> Requirement
Would you set down all of the entries below exactly as they stand?
*** Opening of Input records ***
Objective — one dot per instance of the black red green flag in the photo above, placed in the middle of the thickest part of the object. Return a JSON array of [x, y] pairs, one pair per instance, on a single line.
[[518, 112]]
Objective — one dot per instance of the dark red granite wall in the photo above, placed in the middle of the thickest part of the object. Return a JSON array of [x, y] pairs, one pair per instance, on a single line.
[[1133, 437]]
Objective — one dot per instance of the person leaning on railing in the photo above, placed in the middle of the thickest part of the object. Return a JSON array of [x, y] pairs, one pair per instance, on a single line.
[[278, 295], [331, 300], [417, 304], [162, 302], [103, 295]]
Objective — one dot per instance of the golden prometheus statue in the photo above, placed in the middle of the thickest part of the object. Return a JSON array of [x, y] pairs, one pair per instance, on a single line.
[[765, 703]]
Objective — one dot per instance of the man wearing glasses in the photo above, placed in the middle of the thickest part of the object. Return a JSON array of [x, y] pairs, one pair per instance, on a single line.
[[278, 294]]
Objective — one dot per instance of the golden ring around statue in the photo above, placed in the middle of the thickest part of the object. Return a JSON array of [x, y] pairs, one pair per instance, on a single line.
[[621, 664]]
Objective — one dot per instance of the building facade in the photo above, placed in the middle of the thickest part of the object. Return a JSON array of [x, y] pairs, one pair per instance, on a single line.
*** Close of Input records ***
> Response to the task
Objective — one dot per instance of the black red green flag in the photo above, placed in the middle of the thickest part of the object. Return a JSON array of [x, y] pairs, one pair per instance, on a single line.
[[518, 112]]
Objective — one dot per instance of the dark red granite wall in the photo above, placed in the middle of the thickest part of the object. Return a JSON array of [x, y] pairs, one pair per instance, on a single line.
[[1133, 437]]
Objective — one dot per instance of the person leaning on railing in the photo above, placed in the middle of the thickest part of the object. Return a JSON array of [x, y] pairs, one pair per instance, on a single line.
[[278, 295], [331, 300], [417, 304], [162, 302], [103, 295]]
Objective — one dot per instance of the golden prometheus statue in the photo above, placed in the middle of the thickest part of the object. Return a JSON array of [x, y] pairs, one pair per instance, on a single line.
[[765, 703]]
Objective — one dot per instance of the man wearing glasses in the photo above, placed in the middle of the thickest part of the object. Return a JSON array of [x, y] pairs, one pair per instance, on a single line.
[[278, 294]]
Objective — one dot per instance of the golden ring around statue in the photo above, placed in the middle of the thickest part of the object. Return a JSON array of [x, y] pairs, one pair per instance, on a single line.
[[621, 664]]
Objective — one dot per instance of the building facade in the photo above, placed in the middle of the thickest part of the object. Return a JSON array of [x, y] pairs, one pair per instance, on a single line.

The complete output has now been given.